Opinion
Vas-y François file la
Légion d'honneur à Daech
Jacques-Marie Bourget
Samedi 19 mars 2016
Faire commerce de la
Légion d'honneur, à l'Elysée c'est une
vieille habitude.
En 1887
déjà, à l’Elysée on vendait la Légion
d’honneur. Jules Grévy président de la
République avait Daniel Wilson, le mari
de sa fille, pour s’occuper de ce
commerce dans le rouge. Et les
caricaturistes pouvaient alors titrer :
« Ah ! Quel malheur d’avoir un
gendre ! ». A ce que l’on sache,
Hollande n’a pas encore de gendre…
pourtant accorder la Légion à un prince
saoudien, au prétexte qu’il va acheter
nos canons, n’est-ce pas du business, le
troc d’un humanisme en toc ?

◇ ◇ ◇ ◇ ◇ ◇ ◇

▸ Consigne: D'après l'extrait source, qui s'occupait du commerce de la Légion d'honneur pour le président Jules Grévy en 1887 ?

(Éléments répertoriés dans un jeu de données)
◇ ◇ ◇ ◇ ◇ ◇ ◇

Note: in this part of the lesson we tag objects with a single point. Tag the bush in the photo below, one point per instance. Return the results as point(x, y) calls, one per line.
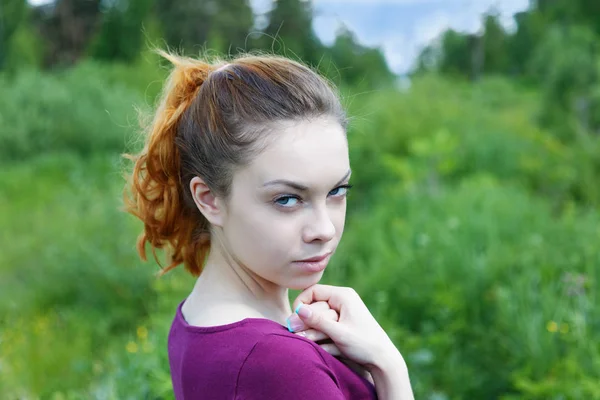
point(74, 111)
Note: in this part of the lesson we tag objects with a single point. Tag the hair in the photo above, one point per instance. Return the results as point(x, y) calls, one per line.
point(210, 119)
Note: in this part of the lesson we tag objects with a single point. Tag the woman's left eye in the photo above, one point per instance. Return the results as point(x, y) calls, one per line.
point(340, 191)
point(287, 201)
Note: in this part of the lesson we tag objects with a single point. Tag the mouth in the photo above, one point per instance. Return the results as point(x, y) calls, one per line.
point(316, 258)
point(314, 264)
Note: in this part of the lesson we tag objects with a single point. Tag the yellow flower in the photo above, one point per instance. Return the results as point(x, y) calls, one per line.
point(552, 326)
point(564, 328)
point(131, 347)
point(147, 347)
point(58, 396)
point(142, 332)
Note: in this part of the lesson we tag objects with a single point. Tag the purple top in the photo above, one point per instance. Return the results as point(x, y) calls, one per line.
point(256, 358)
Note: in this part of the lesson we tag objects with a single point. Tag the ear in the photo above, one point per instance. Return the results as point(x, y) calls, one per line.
point(209, 205)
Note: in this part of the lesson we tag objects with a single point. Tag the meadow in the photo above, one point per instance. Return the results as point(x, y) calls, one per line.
point(472, 235)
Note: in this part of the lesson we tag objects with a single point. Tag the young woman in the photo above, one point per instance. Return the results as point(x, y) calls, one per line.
point(243, 179)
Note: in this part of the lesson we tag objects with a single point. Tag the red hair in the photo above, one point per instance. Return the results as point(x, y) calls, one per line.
point(210, 119)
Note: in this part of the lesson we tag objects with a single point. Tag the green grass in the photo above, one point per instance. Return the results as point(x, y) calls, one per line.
point(471, 235)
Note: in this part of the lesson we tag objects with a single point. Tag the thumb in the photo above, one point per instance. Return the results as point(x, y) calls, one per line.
point(318, 320)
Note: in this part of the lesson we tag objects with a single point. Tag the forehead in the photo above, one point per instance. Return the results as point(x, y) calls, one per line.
point(307, 151)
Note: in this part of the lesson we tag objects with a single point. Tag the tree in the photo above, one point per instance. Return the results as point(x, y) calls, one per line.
point(120, 33)
point(290, 32)
point(357, 65)
point(495, 45)
point(12, 14)
point(66, 27)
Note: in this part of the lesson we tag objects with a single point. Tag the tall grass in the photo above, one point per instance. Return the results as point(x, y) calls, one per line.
point(472, 236)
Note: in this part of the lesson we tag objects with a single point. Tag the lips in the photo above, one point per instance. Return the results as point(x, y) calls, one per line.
point(316, 259)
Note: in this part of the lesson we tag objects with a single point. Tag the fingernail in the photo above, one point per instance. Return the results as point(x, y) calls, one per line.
point(294, 323)
point(304, 312)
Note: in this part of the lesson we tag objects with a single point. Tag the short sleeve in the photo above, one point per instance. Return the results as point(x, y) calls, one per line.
point(283, 367)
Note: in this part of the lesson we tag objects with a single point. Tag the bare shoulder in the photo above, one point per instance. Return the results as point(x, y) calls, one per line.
point(214, 314)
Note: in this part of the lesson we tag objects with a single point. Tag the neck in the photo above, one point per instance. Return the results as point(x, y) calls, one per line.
point(224, 282)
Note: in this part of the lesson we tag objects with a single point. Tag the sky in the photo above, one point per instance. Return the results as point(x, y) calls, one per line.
point(401, 28)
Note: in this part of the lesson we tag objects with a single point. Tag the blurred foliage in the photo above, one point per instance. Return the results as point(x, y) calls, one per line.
point(472, 226)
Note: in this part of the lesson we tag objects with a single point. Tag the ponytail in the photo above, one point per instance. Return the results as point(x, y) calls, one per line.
point(156, 192)
point(208, 127)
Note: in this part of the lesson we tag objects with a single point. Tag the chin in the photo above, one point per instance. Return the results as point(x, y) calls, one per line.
point(304, 282)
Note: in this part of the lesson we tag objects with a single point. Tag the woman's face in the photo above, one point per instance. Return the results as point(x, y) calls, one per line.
point(289, 204)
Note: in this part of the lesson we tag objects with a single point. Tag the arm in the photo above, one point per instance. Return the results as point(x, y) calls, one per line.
point(390, 376)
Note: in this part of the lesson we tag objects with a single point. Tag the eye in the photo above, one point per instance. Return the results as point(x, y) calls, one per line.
point(287, 201)
point(340, 191)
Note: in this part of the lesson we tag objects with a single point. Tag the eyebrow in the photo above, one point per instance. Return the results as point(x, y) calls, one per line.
point(300, 187)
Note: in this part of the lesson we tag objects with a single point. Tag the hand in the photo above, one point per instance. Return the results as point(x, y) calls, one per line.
point(296, 325)
point(356, 333)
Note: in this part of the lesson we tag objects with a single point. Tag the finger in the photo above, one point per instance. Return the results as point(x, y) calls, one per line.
point(320, 305)
point(321, 322)
point(313, 334)
point(312, 294)
point(333, 295)
point(331, 349)
point(295, 324)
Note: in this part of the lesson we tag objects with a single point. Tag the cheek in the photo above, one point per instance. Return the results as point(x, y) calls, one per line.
point(260, 238)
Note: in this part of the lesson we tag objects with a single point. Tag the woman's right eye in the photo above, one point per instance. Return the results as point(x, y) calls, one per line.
point(287, 201)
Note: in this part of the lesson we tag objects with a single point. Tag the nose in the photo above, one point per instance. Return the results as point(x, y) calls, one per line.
point(320, 226)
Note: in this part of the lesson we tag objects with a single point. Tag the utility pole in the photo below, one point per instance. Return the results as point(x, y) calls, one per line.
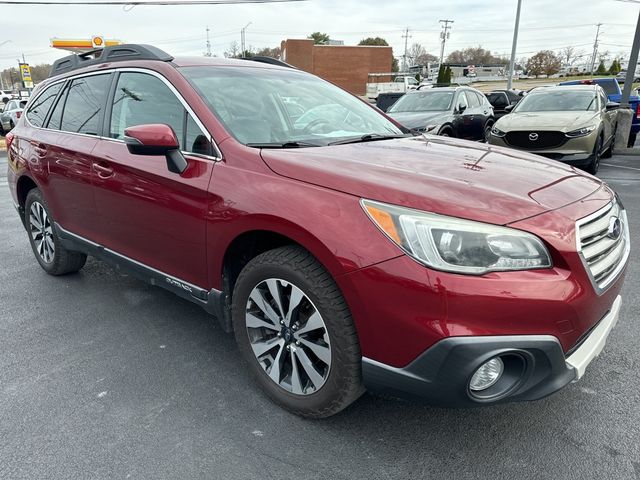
point(243, 34)
point(444, 35)
point(406, 37)
point(512, 63)
point(208, 52)
point(595, 49)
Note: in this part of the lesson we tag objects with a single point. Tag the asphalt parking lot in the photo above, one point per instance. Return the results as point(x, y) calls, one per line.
point(102, 376)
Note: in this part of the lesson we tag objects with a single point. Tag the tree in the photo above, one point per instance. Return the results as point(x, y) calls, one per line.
point(319, 38)
point(374, 42)
point(545, 62)
point(474, 56)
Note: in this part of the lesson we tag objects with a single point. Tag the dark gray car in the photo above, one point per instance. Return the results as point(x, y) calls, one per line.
point(459, 112)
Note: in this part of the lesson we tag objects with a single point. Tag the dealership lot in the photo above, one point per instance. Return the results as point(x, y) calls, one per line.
point(104, 376)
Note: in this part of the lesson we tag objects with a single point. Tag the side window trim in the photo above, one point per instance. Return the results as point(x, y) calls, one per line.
point(35, 99)
point(62, 97)
point(216, 150)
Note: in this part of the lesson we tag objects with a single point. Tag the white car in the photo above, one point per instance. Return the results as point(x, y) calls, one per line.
point(5, 96)
point(11, 113)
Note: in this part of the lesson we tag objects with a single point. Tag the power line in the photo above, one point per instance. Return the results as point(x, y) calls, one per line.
point(143, 2)
point(595, 49)
point(406, 37)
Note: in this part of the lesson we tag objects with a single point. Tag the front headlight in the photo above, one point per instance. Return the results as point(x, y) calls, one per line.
point(455, 245)
point(496, 132)
point(581, 132)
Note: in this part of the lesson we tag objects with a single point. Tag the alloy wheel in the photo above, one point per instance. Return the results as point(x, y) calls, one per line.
point(41, 232)
point(288, 336)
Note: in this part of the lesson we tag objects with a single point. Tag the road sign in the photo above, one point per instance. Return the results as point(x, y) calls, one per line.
point(97, 42)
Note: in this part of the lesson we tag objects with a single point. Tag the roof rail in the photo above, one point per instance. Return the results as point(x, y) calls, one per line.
point(116, 53)
point(271, 61)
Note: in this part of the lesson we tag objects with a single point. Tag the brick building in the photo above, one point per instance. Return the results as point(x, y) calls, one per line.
point(345, 66)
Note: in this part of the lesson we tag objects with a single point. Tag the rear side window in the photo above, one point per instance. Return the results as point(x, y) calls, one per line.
point(84, 104)
point(474, 101)
point(142, 99)
point(37, 112)
point(498, 99)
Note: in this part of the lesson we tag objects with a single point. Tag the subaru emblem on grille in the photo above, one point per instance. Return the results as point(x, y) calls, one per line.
point(615, 228)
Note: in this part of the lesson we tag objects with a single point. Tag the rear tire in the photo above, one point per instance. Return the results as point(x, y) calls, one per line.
point(47, 247)
point(307, 358)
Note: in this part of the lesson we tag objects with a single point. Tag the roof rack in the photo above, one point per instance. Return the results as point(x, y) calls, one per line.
point(271, 61)
point(116, 53)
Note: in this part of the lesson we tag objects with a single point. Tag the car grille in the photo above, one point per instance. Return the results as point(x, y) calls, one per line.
point(604, 250)
point(544, 140)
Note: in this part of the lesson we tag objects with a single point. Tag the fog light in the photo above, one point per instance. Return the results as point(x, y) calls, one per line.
point(487, 375)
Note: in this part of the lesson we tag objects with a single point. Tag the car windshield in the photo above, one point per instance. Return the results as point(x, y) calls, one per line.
point(424, 101)
point(546, 100)
point(261, 106)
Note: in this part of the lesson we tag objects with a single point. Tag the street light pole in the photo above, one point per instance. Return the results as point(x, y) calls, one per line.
point(631, 68)
point(512, 63)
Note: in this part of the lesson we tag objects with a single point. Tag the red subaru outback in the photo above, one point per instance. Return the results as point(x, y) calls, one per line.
point(343, 253)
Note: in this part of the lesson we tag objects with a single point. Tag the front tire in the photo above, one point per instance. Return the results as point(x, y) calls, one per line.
point(52, 256)
point(294, 330)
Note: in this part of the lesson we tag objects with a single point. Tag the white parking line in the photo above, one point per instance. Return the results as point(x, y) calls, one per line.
point(620, 166)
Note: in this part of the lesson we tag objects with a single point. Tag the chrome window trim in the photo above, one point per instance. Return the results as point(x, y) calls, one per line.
point(217, 158)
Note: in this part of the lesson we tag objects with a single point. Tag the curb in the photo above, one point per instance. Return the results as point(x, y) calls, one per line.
point(628, 152)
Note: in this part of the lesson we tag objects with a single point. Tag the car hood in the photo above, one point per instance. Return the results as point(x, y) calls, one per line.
point(446, 176)
point(418, 119)
point(559, 121)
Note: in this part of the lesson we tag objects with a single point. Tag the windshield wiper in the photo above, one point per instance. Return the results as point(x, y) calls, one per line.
point(369, 137)
point(291, 144)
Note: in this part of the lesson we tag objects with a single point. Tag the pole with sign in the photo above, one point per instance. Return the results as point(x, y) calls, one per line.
point(25, 74)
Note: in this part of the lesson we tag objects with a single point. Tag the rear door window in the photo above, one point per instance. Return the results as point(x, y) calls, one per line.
point(37, 112)
point(84, 104)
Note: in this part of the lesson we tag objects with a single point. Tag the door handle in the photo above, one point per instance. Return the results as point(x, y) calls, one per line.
point(103, 171)
point(39, 148)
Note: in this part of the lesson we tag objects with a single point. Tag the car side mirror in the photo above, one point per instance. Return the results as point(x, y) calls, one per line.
point(156, 139)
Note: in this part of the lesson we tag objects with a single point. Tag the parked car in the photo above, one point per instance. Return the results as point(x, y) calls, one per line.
point(10, 115)
point(460, 112)
point(5, 96)
point(614, 94)
point(501, 99)
point(574, 124)
point(622, 76)
point(401, 84)
point(341, 252)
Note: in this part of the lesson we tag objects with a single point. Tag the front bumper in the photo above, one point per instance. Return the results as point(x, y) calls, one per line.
point(535, 367)
point(575, 151)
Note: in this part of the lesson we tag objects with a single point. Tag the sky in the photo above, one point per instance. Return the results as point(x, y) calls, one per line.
point(181, 30)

◇ ◇ ◇ ◇ ◇ ◇ ◇

▸ Réponse attendue: Daniel Wilson, le mari de sa fille.